__PASSAGE__
════════

= Edward Lapworth =

English physician and poet

Edward Lapworth (1574–1636) was an English physician and Latin poet, and the first Sedleian reader at the University of Oxford.

==Life==
Lapworth was a native of Warwickshire; his father was physician to Henry Berkeley. He was admitted B.A. at St Alban Hall, Oxford on 25 October 1592, and M.A. 30 June 1595. From 1598 to 1610 he was Master of Magdalen College School.

As a member of Magdalen College Lapworth supplicated for the degree of M.B. and for licence to practise medicine 1 March 1602–3. He was licensed on 3 June 1605, and was admitted M.B. and M.D. on 20 June 1611.

Lapworth was moderator in vesperiis in medicine in 1605 and 1611, and respondent in natural philosophy on James I's visit to Oxford in 1605. In July 1611 he had permission to be absent from congregation in order that he might attend to his medical practice. In 1617 and 1619 he seems to have been in practice at Faversham, Kent.

In 1618 Lapworth was designated first Sedleian reader in natural philosophy under the will of the founder, William Sedley, even though the bequest did not take effect till 1621; and on 9 August 1619 was appointed Linacre physic lecturer. From this time onwards he resided part of the year in Oxford. In the summer he practised usually at Bath, Somerset; and died there 23 May 1636, having resigned his Oxford lectureship the previous year. He was buried in Bath Abbey.

════════

__WORK INSTRUCTIONS__
(a) Check each statement against the biography of Edward Lapworth, answering yes or no and quoting the words that decide it: (i) Lapworth was Master of Magdalen College School from 1598 to 1610. (ii) Lapworth died in Oxford. (iii) William Sedley's bequest took effect in 1618.
(b) Name every degree Lapworth was admitted to according to the biography of Edward Lapworth, with the date given for each.
(c) Pick up the biography of Edward Lapworth after its final sentence and write the next part.

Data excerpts
════════

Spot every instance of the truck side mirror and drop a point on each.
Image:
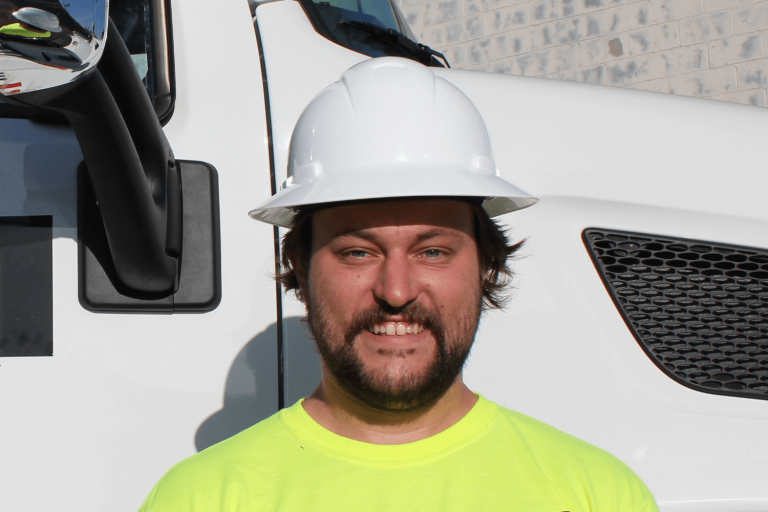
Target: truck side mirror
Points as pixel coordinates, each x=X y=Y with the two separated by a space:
x=148 y=230
x=47 y=48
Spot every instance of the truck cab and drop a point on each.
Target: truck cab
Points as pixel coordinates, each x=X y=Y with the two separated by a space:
x=639 y=319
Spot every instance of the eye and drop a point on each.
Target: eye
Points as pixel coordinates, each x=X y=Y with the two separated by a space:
x=432 y=253
x=357 y=254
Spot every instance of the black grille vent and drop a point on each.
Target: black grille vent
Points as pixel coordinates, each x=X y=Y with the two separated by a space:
x=698 y=309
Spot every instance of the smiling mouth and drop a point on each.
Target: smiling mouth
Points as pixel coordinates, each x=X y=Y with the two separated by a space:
x=396 y=328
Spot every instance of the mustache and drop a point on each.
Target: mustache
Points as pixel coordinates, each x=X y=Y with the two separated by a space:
x=412 y=313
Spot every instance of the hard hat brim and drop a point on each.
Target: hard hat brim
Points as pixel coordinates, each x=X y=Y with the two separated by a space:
x=500 y=196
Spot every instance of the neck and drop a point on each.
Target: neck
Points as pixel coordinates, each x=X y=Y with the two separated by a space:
x=341 y=413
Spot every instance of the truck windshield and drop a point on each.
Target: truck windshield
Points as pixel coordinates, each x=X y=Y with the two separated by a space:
x=375 y=28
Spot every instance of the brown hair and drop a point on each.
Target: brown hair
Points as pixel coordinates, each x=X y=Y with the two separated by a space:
x=494 y=248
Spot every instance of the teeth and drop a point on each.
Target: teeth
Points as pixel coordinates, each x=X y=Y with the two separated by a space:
x=396 y=329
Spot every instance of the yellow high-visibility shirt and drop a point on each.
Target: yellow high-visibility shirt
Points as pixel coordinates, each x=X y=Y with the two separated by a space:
x=15 y=29
x=493 y=459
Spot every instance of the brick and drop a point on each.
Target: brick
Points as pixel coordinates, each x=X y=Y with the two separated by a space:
x=519 y=41
x=671 y=10
x=488 y=49
x=717 y=5
x=754 y=98
x=632 y=70
x=765 y=41
x=543 y=11
x=753 y=75
x=721 y=5
x=456 y=55
x=521 y=65
x=578 y=28
x=478 y=6
x=705 y=28
x=465 y=29
x=532 y=38
x=730 y=50
x=670 y=85
x=710 y=82
x=432 y=36
x=584 y=6
x=557 y=59
x=605 y=49
x=682 y=60
x=626 y=17
x=442 y=11
x=751 y=18
x=653 y=39
x=594 y=75
x=506 y=19
x=542 y=36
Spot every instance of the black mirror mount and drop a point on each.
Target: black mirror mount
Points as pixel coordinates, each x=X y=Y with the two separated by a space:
x=148 y=238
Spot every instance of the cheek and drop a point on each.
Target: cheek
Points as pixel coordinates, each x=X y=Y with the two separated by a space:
x=342 y=290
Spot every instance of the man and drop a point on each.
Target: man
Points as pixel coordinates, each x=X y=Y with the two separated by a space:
x=391 y=184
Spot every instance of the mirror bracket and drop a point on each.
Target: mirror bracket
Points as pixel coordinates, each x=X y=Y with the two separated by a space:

════════

__YOUR RESPONSES__
(a)
(i) Yes: "From 1598 to 1610 he was Master of Magdalen College School."
(ii) No: "In the summer he practised usually at Bath, Somerset; and died there 23 May 1636"
(iii) No: "even though the bequest did not take effect till 1621"

(b)
- B.A.: 25 October 1592
- M.A.: 30 June 1595
- M.B.: 20 June 1611
- M.D.: 20 June 1611

(c)
==Works==
Lapworth was a scholarly man who wrote occasional verse, and was praised by John Davies of Hereford. One known event with songs by him was the 1613 marriage of Sir Robert Coke to Theophila Berkeley, daughter of Sir Thomas Berkeley.

Verses by Lapworth occur in a number of books, and John Rouse Bloxam catalogued 13. Besides royal occasions, they commemorate William, son of Arthur Grey, 14th Baron Grey de Wilton. He contributed to Joshua Sylvester's Du Bartas, his Devine Weekes and Workes, 1605, and the treatise of Edward Jorden on Naturall Bathes and Minerall Waters.

==Family==
Lapworth married, first, Mary Coxhead, who was buried 2 January 1621; and, secondly, Margery, daughter of Sir George Snigg and widow of George Chaldecot of Quarlstone. He had a son, Michael, who matriculated at Magdalen College in 1621, aged 17; and a daughter, Anne, who was his heiress, and mother of William Joyner.